> **Task material**
▬▬▬

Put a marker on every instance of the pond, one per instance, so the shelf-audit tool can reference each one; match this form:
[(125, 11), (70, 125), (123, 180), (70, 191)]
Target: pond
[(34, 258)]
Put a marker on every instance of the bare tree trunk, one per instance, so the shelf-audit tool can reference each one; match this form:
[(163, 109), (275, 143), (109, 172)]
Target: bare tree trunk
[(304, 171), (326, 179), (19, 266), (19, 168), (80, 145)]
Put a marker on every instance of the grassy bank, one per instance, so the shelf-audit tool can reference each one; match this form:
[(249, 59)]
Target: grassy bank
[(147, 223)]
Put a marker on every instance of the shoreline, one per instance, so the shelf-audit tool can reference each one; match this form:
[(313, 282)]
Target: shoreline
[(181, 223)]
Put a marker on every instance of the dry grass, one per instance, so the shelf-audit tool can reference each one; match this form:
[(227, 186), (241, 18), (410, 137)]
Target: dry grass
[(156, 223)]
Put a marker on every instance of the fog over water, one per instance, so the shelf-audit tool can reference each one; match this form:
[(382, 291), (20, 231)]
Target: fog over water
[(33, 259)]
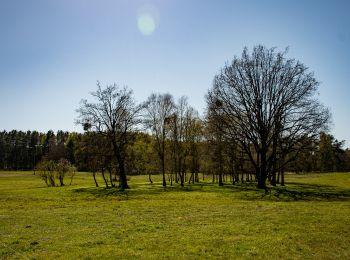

▬▬▬

> **What needs to be done**
Every line from the data above that contains "shelf" must appear in the answer.

> **Answer for the task**
Put a marker on every instance of the pond, one per instance, so the shelf-audit tool can reference each one; match this form:
Put a marker on every instance of the bare tree trunk, one per instance, so the shelf-audit tool can reference each one; match this form:
Put a marker on every instance of the grassy bank, one per instance, so the shelf-audit tool can reference each one; match this form:
Put a marker on every instance of the shoreline, one per instance, so the shelf-audit tool can reference each one; match this form:
Put a marker on every instance of the dry grass, one per instance, so the shelf-audit tool can reference each one; match this form:
Put a marker on every instance of the fog over water, one per instance, so the shelf-audit tool can reference each one; match this form:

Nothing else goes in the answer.